Discrepancies in Evidence - Entries made in arrest memo, Time and persons who made entry not explained, Conviction set aside

Discrepancies in Evidence - Entries made in arrest memo, Time and persons who made entry not explained, Conviction set aside

SUPREME COURT OF INDIA

Before :- U.C. Banerjee and Y.K. Sabharwal, JJ.
Criminal Appeal No. 824 of 2000. D/d. 4.12.2001.

Bahadur Singh - Appellant
Versus
State of M.P. and another - Respondents


For the Appellant :- Shiv Sagar Tiwari, Advocate.
For the Respondent :- Mrs. Madhur Dudani, Advocate for Prakash Shrivastava, Advocate and B.S. Banthia, Advocate.

Narcotics Drugs and Psychotropic Substances Act, 1985, Sections 8 and 15 - Contraband - Procedural defect - Recovery, seizure and deposit - Discrepancies in evidence - Entries made in arrest memo - Time and persons who made entry not explained - Conviction on the basis of official witnesses cannot be made - Conviction set aside. [Paras 7 and 8]

JUDGMENT


Y.K. Sabharwal, J. - The appellant, Bahadur Singh and one Amreek Singh were convicted by the Special Court constituted under the Narcotic Drugs and Psychotropic Substances Act, 1985 (for short 'the Act') having been found guilty for the offence under Section 8 read with Section 15 of the Act. Both of them were sentenced to 10 years' rigorous imprisonment and a fine of Rs. 1 lakh each. The High Court has, however, allowed the appeal of Amreek Singh. His conviction and sentence has been set aside. The conviction and sentence of Bahadur Singh having been maintained, he is in appeal before us on grant of special leave.

--- --- ---

(Objectives):
A - In the judgment, reproduce the passage starting at "Criminal Appeal No." and ending at "B.S. Banthia, Advocate.", swapping "Versus" for "vs.".
B - According to the judgment, what sentence did the Special Court give Bahadur Singh and Amreek Singh?

(Listing):
--- --- ---

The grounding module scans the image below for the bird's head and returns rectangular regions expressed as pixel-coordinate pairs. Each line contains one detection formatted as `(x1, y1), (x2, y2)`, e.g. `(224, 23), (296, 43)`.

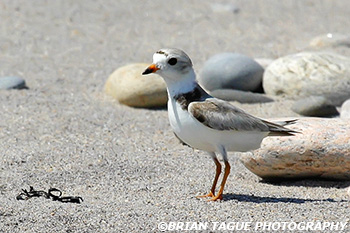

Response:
(142, 48), (193, 82)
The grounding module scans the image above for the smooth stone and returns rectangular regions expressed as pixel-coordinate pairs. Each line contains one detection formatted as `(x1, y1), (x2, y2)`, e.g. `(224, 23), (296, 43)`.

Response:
(105, 63), (168, 108)
(310, 33), (350, 48)
(0, 77), (28, 90)
(254, 58), (274, 69)
(292, 96), (339, 117)
(263, 52), (350, 106)
(340, 99), (350, 119)
(198, 53), (264, 91)
(210, 89), (274, 104)
(240, 117), (350, 180)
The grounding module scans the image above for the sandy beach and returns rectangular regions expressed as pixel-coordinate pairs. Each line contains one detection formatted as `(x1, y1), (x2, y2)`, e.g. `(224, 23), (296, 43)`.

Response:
(0, 0), (350, 232)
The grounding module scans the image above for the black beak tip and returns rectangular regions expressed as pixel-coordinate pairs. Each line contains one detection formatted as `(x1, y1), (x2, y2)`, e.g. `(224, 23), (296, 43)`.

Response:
(142, 68), (152, 75)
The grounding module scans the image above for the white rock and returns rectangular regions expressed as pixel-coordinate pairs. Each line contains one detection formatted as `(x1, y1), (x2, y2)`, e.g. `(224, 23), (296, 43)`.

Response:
(340, 99), (350, 119)
(105, 63), (168, 107)
(263, 52), (350, 106)
(240, 118), (350, 180)
(310, 33), (350, 48)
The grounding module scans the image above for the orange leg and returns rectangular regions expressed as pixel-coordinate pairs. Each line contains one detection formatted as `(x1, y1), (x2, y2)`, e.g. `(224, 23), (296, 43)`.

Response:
(197, 157), (221, 198)
(209, 160), (231, 201)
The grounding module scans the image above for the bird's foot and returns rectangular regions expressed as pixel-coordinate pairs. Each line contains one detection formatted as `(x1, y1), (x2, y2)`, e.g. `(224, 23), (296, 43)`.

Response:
(208, 193), (222, 201)
(196, 191), (215, 198)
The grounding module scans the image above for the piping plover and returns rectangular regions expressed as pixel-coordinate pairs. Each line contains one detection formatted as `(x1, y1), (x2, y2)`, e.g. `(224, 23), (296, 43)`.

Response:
(142, 48), (297, 201)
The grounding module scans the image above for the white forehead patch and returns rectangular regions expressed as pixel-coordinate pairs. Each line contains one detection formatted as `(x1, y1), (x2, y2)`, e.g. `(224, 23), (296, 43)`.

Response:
(153, 53), (166, 64)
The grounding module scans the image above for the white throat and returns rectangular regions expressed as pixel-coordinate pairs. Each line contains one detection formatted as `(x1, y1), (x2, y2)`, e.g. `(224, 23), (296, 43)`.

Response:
(164, 69), (197, 97)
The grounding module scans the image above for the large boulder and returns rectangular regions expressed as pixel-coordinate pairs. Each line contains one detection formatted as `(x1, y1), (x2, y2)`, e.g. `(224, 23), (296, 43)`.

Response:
(240, 118), (350, 180)
(105, 63), (168, 108)
(263, 52), (350, 106)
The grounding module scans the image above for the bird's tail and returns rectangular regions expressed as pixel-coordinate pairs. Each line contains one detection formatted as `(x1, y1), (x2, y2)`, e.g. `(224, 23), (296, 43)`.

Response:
(264, 119), (300, 136)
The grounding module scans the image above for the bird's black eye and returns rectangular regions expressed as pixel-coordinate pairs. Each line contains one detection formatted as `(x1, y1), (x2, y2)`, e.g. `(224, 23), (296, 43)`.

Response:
(168, 57), (177, 66)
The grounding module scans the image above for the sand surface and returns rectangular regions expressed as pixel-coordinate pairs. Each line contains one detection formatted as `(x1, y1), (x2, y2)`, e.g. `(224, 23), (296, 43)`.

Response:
(0, 0), (350, 232)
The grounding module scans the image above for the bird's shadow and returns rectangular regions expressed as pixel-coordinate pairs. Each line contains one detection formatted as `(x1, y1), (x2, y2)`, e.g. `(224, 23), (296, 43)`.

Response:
(223, 179), (350, 204)
(223, 193), (348, 204)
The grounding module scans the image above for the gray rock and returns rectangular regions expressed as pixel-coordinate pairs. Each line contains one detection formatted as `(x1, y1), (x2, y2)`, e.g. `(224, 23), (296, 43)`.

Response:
(105, 63), (168, 108)
(263, 52), (350, 106)
(340, 99), (350, 119)
(0, 77), (28, 90)
(292, 96), (339, 117)
(210, 89), (273, 103)
(198, 53), (264, 91)
(240, 117), (350, 180)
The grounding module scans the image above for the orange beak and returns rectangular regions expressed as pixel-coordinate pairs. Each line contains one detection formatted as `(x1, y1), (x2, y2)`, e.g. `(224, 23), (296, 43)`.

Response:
(142, 64), (159, 75)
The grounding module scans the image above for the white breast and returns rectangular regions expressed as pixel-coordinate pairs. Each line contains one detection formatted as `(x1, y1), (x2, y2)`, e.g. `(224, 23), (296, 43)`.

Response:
(168, 98), (268, 152)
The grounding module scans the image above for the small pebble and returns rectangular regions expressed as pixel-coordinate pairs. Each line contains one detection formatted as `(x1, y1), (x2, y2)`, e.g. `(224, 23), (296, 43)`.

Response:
(0, 76), (28, 90)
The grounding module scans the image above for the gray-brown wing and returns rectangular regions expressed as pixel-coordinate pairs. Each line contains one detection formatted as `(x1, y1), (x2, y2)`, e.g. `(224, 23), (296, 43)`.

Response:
(188, 98), (270, 132)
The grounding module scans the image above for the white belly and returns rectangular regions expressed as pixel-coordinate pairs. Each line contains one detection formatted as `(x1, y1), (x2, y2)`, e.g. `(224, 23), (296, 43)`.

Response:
(168, 98), (268, 152)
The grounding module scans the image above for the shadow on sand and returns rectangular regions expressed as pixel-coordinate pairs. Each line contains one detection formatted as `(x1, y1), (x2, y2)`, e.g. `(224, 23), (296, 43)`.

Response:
(223, 193), (349, 204)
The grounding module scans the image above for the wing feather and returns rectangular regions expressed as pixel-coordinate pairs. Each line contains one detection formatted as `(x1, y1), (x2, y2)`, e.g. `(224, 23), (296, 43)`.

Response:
(188, 98), (295, 136)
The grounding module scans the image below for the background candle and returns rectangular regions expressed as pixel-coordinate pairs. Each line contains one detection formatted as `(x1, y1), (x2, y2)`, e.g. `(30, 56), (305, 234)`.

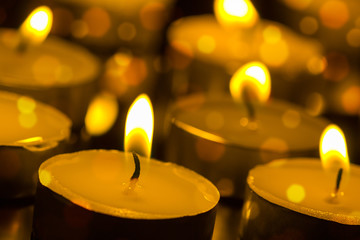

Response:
(0, 29), (100, 127)
(167, 11), (323, 99)
(165, 95), (327, 199)
(32, 150), (219, 240)
(46, 0), (174, 54)
(240, 158), (360, 239)
(0, 91), (71, 200)
(240, 124), (360, 239)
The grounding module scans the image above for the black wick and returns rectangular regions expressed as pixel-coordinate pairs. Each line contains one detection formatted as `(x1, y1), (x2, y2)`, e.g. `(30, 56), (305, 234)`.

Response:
(130, 152), (140, 180)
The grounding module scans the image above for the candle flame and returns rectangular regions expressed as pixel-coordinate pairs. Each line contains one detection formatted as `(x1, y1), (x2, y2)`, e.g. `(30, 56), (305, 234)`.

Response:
(320, 124), (350, 172)
(85, 93), (119, 136)
(214, 0), (259, 28)
(230, 62), (271, 102)
(124, 94), (154, 157)
(20, 6), (53, 44)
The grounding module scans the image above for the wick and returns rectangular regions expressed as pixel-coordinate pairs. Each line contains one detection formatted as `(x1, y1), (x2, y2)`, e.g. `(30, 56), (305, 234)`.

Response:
(130, 152), (140, 180)
(125, 152), (140, 194)
(242, 87), (255, 122)
(327, 168), (343, 204)
(16, 40), (28, 53)
(332, 168), (343, 197)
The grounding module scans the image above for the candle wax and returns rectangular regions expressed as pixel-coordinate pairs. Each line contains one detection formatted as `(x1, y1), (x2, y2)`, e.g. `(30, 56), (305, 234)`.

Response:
(39, 150), (219, 219)
(0, 91), (71, 146)
(248, 158), (360, 225)
(173, 97), (326, 152)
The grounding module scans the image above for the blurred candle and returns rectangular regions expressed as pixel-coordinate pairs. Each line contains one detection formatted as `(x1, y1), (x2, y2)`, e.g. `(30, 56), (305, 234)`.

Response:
(166, 62), (326, 199)
(240, 125), (360, 239)
(0, 91), (71, 200)
(0, 6), (100, 127)
(33, 95), (219, 240)
(51, 0), (174, 54)
(167, 0), (322, 97)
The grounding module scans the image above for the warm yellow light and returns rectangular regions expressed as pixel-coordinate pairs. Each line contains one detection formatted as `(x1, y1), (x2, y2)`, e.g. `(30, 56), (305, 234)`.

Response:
(320, 124), (350, 172)
(230, 62), (271, 102)
(124, 94), (154, 157)
(214, 0), (259, 28)
(20, 6), (53, 44)
(85, 93), (118, 136)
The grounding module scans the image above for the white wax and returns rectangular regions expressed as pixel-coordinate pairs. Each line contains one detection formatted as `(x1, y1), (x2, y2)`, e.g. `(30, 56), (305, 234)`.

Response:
(0, 91), (71, 146)
(248, 158), (360, 225)
(0, 29), (100, 88)
(39, 150), (219, 219)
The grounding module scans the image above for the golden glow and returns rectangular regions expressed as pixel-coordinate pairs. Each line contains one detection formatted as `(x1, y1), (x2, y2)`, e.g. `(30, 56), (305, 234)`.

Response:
(230, 62), (271, 102)
(286, 184), (306, 203)
(197, 35), (216, 53)
(346, 28), (360, 47)
(319, 0), (349, 29)
(18, 112), (37, 128)
(320, 124), (350, 172)
(82, 7), (111, 38)
(299, 16), (319, 35)
(259, 39), (289, 67)
(214, 0), (259, 28)
(282, 0), (312, 10)
(124, 94), (154, 157)
(39, 170), (52, 186)
(306, 56), (327, 75)
(17, 96), (36, 113)
(281, 109), (301, 128)
(117, 22), (136, 41)
(139, 1), (167, 31)
(263, 25), (281, 43)
(341, 86), (360, 115)
(85, 93), (118, 136)
(17, 136), (44, 143)
(20, 6), (53, 44)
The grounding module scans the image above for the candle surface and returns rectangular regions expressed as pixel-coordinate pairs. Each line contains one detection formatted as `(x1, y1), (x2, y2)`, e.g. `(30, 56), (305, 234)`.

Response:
(39, 150), (219, 219)
(173, 96), (326, 152)
(0, 29), (100, 88)
(248, 158), (360, 225)
(0, 91), (71, 146)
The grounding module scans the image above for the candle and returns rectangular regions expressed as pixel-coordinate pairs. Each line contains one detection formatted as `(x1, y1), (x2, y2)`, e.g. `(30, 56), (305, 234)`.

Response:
(0, 91), (71, 200)
(165, 63), (327, 199)
(52, 0), (174, 54)
(167, 0), (323, 98)
(0, 6), (100, 127)
(240, 125), (360, 239)
(33, 95), (219, 240)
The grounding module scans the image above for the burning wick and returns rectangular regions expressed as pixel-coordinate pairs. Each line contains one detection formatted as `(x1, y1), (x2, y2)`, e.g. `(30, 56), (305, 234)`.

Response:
(331, 168), (343, 198)
(127, 152), (140, 192)
(242, 87), (255, 122)
(328, 168), (343, 204)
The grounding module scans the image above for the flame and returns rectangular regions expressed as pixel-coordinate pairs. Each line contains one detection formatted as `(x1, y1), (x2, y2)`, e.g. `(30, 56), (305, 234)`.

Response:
(320, 124), (350, 172)
(124, 94), (154, 157)
(20, 6), (53, 44)
(230, 62), (271, 102)
(214, 0), (259, 28)
(85, 93), (119, 136)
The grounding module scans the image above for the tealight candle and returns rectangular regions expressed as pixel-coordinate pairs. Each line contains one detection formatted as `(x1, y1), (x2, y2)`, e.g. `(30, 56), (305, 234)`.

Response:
(167, 0), (322, 98)
(51, 0), (175, 53)
(32, 94), (219, 240)
(0, 6), (100, 127)
(165, 62), (327, 199)
(240, 125), (360, 239)
(0, 91), (71, 200)
(33, 150), (219, 240)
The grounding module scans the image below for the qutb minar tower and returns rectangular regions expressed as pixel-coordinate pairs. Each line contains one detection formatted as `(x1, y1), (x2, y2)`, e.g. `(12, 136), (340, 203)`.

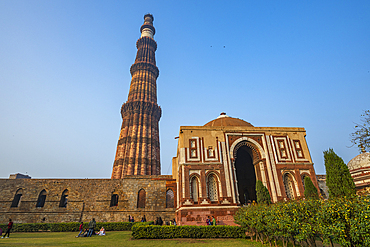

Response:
(112, 14), (161, 179)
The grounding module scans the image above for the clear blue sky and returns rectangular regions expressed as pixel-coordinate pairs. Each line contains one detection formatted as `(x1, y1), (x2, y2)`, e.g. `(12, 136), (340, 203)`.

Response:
(0, 0), (370, 178)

--- --- ---

(Results):
A -
Criminal Appeal No. 824 of 2000. D/d. 4.12.2001.

Bahadur Singh - Appellant
vs.
State of M.P. and another - Respondents


For the Appellant :- Shiv Sagar Tiwari, Advocate.
For the Respondent :- Mrs. Madhur Dudani, Advocate for Prakash Shrivastava, Advocate and B.S. Banthia, Advocate.

B - 10 years' rigorous imprisonment and a fine of Rs. 1 lakh each.